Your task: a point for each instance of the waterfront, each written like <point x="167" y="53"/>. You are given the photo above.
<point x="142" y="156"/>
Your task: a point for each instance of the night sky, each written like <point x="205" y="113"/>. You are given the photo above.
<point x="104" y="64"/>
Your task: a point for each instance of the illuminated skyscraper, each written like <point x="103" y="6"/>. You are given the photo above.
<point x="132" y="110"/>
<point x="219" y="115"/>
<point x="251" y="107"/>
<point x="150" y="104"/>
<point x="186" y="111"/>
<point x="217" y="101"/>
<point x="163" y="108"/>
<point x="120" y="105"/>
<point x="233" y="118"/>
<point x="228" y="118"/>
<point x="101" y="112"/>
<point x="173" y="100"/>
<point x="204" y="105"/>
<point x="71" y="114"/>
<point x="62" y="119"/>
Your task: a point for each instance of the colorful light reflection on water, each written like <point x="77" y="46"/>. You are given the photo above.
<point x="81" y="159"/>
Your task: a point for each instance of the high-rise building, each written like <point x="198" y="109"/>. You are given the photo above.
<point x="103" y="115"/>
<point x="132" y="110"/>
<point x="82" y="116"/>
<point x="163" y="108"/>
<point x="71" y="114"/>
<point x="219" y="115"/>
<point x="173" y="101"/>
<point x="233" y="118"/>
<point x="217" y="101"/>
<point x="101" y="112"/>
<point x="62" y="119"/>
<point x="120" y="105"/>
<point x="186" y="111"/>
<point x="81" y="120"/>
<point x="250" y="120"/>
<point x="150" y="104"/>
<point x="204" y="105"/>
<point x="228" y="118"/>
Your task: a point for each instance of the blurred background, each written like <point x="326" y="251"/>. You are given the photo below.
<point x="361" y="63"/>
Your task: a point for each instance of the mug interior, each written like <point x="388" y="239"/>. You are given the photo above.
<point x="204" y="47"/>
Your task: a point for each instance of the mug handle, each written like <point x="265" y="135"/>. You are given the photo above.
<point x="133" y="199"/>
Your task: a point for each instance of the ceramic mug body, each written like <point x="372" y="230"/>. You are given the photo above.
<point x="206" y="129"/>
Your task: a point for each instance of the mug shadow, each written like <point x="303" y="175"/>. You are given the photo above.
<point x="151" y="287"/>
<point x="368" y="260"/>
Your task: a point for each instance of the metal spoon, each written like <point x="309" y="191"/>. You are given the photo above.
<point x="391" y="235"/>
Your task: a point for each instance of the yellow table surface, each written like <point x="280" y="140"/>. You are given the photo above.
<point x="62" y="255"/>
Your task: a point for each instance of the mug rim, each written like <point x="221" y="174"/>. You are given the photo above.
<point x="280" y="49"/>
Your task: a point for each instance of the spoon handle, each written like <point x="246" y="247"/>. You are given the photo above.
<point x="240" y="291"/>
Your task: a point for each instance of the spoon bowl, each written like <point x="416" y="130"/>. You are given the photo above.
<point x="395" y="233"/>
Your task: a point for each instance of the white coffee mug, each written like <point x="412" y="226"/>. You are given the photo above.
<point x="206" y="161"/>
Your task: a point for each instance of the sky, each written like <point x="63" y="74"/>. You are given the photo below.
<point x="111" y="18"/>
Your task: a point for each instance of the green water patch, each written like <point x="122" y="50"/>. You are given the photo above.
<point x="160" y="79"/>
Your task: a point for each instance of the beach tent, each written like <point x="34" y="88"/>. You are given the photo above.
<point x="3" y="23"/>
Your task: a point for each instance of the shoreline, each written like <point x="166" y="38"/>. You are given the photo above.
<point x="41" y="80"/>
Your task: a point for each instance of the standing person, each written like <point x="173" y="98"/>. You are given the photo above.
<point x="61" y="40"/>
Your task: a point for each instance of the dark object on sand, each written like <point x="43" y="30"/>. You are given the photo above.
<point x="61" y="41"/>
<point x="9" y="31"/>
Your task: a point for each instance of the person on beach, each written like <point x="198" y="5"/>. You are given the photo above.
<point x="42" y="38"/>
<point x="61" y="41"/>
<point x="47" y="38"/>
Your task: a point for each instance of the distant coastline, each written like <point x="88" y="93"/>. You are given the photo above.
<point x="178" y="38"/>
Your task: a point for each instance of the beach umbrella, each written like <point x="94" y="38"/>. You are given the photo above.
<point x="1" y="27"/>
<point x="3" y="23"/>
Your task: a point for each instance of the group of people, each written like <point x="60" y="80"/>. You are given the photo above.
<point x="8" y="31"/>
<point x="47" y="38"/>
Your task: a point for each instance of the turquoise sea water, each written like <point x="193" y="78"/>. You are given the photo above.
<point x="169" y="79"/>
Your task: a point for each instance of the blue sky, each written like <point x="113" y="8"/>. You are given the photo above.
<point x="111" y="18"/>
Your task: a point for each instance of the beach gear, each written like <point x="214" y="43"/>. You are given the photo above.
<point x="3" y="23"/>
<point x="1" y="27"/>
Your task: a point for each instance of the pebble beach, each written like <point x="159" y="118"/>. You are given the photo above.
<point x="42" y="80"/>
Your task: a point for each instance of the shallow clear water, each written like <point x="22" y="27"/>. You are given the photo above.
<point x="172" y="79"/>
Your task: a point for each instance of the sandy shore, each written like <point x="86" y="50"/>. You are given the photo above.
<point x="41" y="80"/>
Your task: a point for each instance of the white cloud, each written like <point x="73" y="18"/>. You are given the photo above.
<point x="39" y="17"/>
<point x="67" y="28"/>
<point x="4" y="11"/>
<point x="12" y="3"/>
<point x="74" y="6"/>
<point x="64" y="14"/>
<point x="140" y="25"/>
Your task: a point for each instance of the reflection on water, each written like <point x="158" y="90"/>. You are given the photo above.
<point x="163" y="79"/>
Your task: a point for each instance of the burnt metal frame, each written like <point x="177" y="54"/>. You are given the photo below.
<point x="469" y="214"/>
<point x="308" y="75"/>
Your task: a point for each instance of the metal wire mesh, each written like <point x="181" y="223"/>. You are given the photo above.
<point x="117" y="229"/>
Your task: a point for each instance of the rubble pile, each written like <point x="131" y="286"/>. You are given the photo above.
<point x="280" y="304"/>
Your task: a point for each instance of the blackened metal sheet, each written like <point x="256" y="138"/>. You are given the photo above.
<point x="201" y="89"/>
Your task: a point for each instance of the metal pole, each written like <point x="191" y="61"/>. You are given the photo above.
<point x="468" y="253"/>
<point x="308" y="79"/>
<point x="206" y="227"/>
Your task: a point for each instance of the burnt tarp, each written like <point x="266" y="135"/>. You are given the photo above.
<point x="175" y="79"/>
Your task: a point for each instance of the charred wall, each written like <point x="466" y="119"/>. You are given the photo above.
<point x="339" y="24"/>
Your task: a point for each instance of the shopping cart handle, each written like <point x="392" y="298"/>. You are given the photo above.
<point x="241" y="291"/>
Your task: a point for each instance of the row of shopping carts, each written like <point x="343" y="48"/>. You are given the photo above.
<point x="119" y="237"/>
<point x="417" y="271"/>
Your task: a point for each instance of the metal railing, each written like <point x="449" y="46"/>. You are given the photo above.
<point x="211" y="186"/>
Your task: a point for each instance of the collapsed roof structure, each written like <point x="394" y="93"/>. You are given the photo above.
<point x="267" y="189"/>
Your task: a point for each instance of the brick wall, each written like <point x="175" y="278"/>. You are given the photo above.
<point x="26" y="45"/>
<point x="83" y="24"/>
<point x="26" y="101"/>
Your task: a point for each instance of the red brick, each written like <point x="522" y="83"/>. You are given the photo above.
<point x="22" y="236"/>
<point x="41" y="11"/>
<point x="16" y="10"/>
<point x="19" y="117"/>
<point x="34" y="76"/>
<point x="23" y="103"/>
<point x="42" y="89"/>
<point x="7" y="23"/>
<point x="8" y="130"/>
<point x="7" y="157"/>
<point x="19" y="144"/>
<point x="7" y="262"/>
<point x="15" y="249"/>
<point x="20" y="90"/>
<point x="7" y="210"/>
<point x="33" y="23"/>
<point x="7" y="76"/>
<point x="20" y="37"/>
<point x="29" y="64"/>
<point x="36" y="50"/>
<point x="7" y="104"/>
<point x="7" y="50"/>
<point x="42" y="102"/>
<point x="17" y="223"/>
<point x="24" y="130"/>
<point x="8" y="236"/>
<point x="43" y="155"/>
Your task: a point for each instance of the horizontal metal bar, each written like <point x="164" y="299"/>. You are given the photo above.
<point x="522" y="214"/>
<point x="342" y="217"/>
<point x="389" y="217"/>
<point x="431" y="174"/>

....................

> **What is needed**
Rewrite the part of the entries that opens with the line containing "burnt tarp, each" and closes at the end of the entries, putting "scorched wall" in place of "charred wall" and keeping everything else the same.

> **Reply to the exercise**
Your task: a point for each instance of the burnt tarp, each written like <point x="266" y="135"/>. You are given the photo above.
<point x="175" y="79"/>
Your task: a point for each instance of the scorched wall, each written like <point x="466" y="119"/>. You are given the photo above.
<point x="339" y="24"/>
Your task: a point for each instance of the shopping cart handle, each written like <point x="392" y="298"/>. You are given the photo above.
<point x="241" y="291"/>
Your task: a point for each instance of the row of shopping carts, each written like <point x="343" y="48"/>. You are given the photo above.
<point x="119" y="237"/>
<point x="417" y="271"/>
Your task: a point for each instance of the metal railing, each written like <point x="449" y="46"/>. You are given the photo above.
<point x="211" y="186"/>
Your task: a point for each instance of the collapsed roof structure, each written like <point x="394" y="93"/>. You are given the photo above.
<point x="267" y="189"/>
Your task: a point for each instance of the brick wall, each written like <point x="175" y="278"/>. You are given the photo above.
<point x="26" y="45"/>
<point x="83" y="24"/>
<point x="26" y="101"/>
Your task: a point for each instance of the red brick, each written like <point x="522" y="83"/>. You are given the photo above.
<point x="22" y="236"/>
<point x="41" y="11"/>
<point x="16" y="10"/>
<point x="19" y="117"/>
<point x="34" y="76"/>
<point x="23" y="103"/>
<point x="42" y="89"/>
<point x="7" y="23"/>
<point x="8" y="130"/>
<point x="7" y="157"/>
<point x="19" y="144"/>
<point x="7" y="262"/>
<point x="15" y="249"/>
<point x="20" y="90"/>
<point x="7" y="210"/>
<point x="33" y="23"/>
<point x="7" y="76"/>
<point x="20" y="37"/>
<point x="29" y="64"/>
<point x="36" y="50"/>
<point x="7" y="104"/>
<point x="7" y="50"/>
<point x="42" y="102"/>
<point x="17" y="223"/>
<point x="24" y="130"/>
<point x="8" y="236"/>
<point x="43" y="155"/>
Your task: a point for each instance of the horizontal metal bar, each written like <point x="164" y="299"/>. You are given the photo above.
<point x="522" y="214"/>
<point x="342" y="217"/>
<point x="389" y="217"/>
<point x="431" y="174"/>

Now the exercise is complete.